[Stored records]
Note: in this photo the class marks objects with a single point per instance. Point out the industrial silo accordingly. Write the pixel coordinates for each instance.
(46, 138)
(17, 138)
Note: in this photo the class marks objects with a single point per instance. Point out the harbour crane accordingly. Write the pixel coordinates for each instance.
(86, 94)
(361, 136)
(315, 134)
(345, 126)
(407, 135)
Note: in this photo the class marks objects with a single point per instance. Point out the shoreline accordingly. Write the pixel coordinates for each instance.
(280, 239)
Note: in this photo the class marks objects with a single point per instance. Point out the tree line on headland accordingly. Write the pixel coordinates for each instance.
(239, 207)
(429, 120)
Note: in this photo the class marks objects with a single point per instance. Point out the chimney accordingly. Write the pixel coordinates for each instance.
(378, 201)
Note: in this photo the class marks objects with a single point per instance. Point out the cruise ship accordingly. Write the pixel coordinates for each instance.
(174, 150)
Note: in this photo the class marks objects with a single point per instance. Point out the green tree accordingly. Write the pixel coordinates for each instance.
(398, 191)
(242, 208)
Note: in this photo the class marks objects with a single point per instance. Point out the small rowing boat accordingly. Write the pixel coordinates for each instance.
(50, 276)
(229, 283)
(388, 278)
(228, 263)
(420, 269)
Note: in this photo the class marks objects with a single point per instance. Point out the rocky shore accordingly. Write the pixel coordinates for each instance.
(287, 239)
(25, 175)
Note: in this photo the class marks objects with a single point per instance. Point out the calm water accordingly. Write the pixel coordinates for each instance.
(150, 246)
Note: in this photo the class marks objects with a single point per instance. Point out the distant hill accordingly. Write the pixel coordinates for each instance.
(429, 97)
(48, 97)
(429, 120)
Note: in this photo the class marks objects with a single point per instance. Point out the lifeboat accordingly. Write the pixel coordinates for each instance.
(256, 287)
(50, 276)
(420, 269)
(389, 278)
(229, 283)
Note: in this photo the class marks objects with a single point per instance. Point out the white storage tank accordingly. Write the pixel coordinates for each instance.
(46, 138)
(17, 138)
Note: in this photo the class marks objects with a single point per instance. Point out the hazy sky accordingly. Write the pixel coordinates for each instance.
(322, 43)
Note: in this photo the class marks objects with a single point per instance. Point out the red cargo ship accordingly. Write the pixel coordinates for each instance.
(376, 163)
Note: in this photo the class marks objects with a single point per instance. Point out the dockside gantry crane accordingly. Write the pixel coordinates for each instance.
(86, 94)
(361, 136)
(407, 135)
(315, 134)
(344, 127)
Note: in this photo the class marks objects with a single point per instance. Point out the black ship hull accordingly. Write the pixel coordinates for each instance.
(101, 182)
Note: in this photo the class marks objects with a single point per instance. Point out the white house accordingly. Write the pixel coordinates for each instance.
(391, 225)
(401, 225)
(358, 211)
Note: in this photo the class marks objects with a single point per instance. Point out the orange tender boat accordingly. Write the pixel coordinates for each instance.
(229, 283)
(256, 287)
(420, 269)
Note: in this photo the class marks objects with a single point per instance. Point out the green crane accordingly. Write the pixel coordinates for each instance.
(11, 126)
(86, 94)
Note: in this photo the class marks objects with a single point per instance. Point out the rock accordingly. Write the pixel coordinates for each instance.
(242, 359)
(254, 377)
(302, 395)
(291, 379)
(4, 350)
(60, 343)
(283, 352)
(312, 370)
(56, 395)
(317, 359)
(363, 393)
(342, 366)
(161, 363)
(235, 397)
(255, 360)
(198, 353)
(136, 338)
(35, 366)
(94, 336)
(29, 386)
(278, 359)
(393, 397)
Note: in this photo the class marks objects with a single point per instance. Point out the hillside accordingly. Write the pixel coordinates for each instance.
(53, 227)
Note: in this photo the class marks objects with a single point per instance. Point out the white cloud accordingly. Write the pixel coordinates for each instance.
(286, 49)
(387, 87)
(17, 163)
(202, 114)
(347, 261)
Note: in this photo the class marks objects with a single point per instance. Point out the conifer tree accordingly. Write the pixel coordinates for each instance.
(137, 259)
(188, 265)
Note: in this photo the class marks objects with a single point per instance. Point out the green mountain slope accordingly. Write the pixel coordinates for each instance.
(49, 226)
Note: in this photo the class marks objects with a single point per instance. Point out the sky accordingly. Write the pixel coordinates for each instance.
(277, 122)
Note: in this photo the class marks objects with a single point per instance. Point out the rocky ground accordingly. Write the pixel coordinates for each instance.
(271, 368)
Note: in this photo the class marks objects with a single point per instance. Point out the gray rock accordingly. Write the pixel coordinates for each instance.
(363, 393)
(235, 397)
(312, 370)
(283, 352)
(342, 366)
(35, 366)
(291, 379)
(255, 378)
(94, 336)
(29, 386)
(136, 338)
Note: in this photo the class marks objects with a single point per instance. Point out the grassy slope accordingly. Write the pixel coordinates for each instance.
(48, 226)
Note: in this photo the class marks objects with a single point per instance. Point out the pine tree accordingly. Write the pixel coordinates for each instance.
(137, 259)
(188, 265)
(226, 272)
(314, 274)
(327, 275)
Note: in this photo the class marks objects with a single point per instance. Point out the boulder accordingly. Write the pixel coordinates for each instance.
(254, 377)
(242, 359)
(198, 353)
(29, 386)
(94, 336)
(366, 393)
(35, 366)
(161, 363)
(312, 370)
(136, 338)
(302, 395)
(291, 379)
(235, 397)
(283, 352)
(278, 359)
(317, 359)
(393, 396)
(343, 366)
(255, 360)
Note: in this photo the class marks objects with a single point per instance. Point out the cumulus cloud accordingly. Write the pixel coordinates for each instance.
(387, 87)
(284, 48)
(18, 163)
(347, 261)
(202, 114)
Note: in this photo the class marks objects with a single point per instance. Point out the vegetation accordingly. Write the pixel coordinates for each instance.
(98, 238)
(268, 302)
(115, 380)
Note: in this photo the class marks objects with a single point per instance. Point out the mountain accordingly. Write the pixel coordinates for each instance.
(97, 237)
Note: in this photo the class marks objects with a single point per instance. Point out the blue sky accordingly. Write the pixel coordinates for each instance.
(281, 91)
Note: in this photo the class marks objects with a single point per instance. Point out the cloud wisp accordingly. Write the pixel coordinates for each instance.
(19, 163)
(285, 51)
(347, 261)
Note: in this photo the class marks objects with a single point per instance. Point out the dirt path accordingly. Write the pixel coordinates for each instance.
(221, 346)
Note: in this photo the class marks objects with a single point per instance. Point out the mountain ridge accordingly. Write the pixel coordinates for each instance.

- **Your instructions**:
Would you please restate all of the entries exactly?

- **Problem solution**:
Note: in this photo the class marks objects with a single point per instance. Point out the industrial silo accordingly. Write the pixel coordinates for each instance.
(46, 138)
(17, 138)
Note: in this photo the class marks objects with a single point per instance. Point out the harbour crane accordingly. Write the pixel coordinates for each instance.
(86, 94)
(361, 136)
(315, 134)
(345, 126)
(407, 135)
Note: in this photo the class marks objects with a single point per instance. Point out the shoreline accordingly. Write the pixel coordinates for each instance.
(280, 239)
Note: in this photo the class marks objects with a single point per instance. Point out the tree line on headland accordingly. Write the pixel coordinates for each instance.
(239, 207)
(429, 120)
Note: in this photo the class marks objects with a single point per instance. Point out the chimney accordingly. Write the pixel coordinates for each instance.
(378, 201)
Note: in this photo the class marks objects with a single point per instance. Point out the cruise ship accordingly. Write the pixel coordinates for each instance.
(174, 150)
Note: in this photo the class marks objects with a single point per instance. Point out the green tree accordingly. Write the pixel coordinates for each instance.
(398, 191)
(242, 208)
Note: in this photo the class marks objects with a single point per instance. Point out the small rowing boat accordingly. Write the pixel coordinates for each instance.
(50, 276)
(229, 283)
(388, 278)
(228, 263)
(420, 269)
Note: in this photo the class marks objects with a single point per instance. Point out the rocky shore accordingly. Write the pixel coordinates for each instance.
(287, 239)
(25, 175)
Note: in this photo the class marks objects with a single point per instance. Point out the calm water accordingly. Write the pixel coordinates for each instance.
(150, 246)
Note: in this photo the class marks objects with a single point per instance. Point out the distant hill accordingly. Write the pixel coordinates for each instance.
(429, 97)
(48, 97)
(429, 120)
Note: in this photo the class marks objects with a single point per instance. Point out the lifeboat accordingly. Write the pixel coordinates for each instance.
(256, 287)
(50, 276)
(420, 269)
(389, 278)
(229, 283)
Note: in this photo the class marks objects with a single point per instance. Point out the white storage tank accordingly. Write the pixel coordinates for each instance.
(46, 138)
(17, 138)
Note: in this photo the class marks objects with a single point per instance. Point out the hazy sky accordingly. Write the pixel coordinates for each instance.
(322, 43)
Note: in this photo the class marks objects with a single point per instance. Point out the red cargo ship accordingly. Write the pixel coordinates for each instance.
(376, 163)
Note: in this photo the class marks objects with a single point per instance. Point out the dockside gantry crane accordingly. Write the pixel coordinates for each instance.
(86, 94)
(361, 136)
(407, 135)
(315, 134)
(344, 127)
Note: in this photo the class marks objects with a single point per instance. Point out the black ship hull accordingly. Write the pixel coordinates for each instance.
(101, 182)
Note: in this photo the class marks objects with a single point per instance. Point out the white house accordingly. Write the pixel coordinates for each instance.
(391, 225)
(401, 225)
(358, 211)
Note: in this photo the class marks objects with a single point per instance. Point out the orange tender boat accordingly. Write the pixel coordinates for each instance.
(229, 283)
(256, 287)
(420, 269)
Note: in this photo the class marks objects with a single point per instance. Point out the green crane accordingly. Write the pixel coordinates for each instance.
(11, 126)
(86, 94)
Note: in this photo the class marks objects with a single point per instance. Point out the rock accordingly. Write the pixel coordinates for each instance.
(242, 359)
(254, 377)
(302, 395)
(291, 379)
(4, 350)
(60, 343)
(283, 352)
(312, 370)
(56, 395)
(317, 359)
(363, 393)
(342, 366)
(161, 363)
(235, 397)
(255, 360)
(198, 353)
(136, 338)
(35, 366)
(94, 336)
(29, 386)
(278, 359)
(393, 397)
Note: in this photo the class marks objects with a single point per instance. Point out the hillside accordingly. Write the pixel coordinates for each instance.
(53, 227)
Note: in this photo the class marks objects with a single point per instance. Point out the white cloud accordingly. Write the pixel coordinates for each instance.
(286, 49)
(387, 87)
(17, 163)
(202, 114)
(347, 261)
Note: in this photo the class marks objects with a single point per instance. Point out the conifer tree accordingly. Write the pixel coordinates for each instance.
(137, 259)
(188, 265)
Note: in this photo the class marks objects with a single point per instance. Point out the green mountain slope accordingly. Write the pixel coordinates for each instance.
(49, 226)
Note: in this photo the class marks objects with a single point per instance. Point out the sky accordingly. Write the pixel coordinates for each instance.
(277, 122)
Note: in this photo the class marks objects with a single point per instance. Point out the rocky ground accordingly. Write the pixel coordinates for each instance.
(271, 368)
Note: in this photo the class marks objects with a single point per instance. Point out the gray rock accordingly. Write the pixel coordinates for each instance.
(363, 393)
(235, 397)
(312, 370)
(283, 352)
(342, 366)
(35, 366)
(291, 379)
(255, 378)
(94, 336)
(29, 386)
(136, 338)
Note: in this photo the class marks objects with a single point per instance. Point out the grassy slope accordingly. Write the pixel coordinates for each instance.
(48, 226)
Note: in this photo the class marks objects with a single point per instance. Point out the pine tree accordingly. Write the pixel coordinates for each instance.
(137, 259)
(188, 265)
(226, 272)
(314, 274)
(327, 275)
Note: in this photo the class marks objects with a single point per instance. Point out the boulder accordingly. Write the pixel coordinates for each instance.
(254, 377)
(242, 359)
(198, 353)
(29, 386)
(94, 336)
(366, 393)
(35, 366)
(161, 363)
(312, 370)
(136, 338)
(302, 395)
(291, 379)
(235, 397)
(283, 352)
(278, 359)
(317, 359)
(393, 396)
(343, 366)
(255, 360)
Note: in this photo the class marks objects with a single point per instance. Point out the cumulus cloud accordingly. Write the pixel coordinates for each instance.
(387, 87)
(284, 48)
(18, 163)
(347, 261)
(202, 114)
Note: in this photo the class marks objects with a single point per instance. Point out the vegetation accordingly. Write the pixel coordinates for each instance.
(98, 238)
(268, 302)
(115, 380)
Note: in this photo the class marks objects with a single point per instance. Point out the mountain accordingly. Write the pixel coordinates for each instance.
(97, 237)
Note: in this photo the class marks objects with a single point per instance. Point out the blue sky accordingly. Write the pixel coordinates for each instance.
(281, 91)
Note: in this photo the class marks objects with a single point per instance. Point out the cloud wisp accordingly. Write the pixel coordinates for each instance.
(19, 163)
(285, 51)
(347, 261)
Note: in this photo the class marks objects with a single point per instance. Point out the dirt path accordingly. Write the pixel coordinates for each instance.
(221, 346)
Note: in this photo the class marks objects with a single point per instance. Point out the mountain ridge accordingly. Write the pixel coordinates for each instance.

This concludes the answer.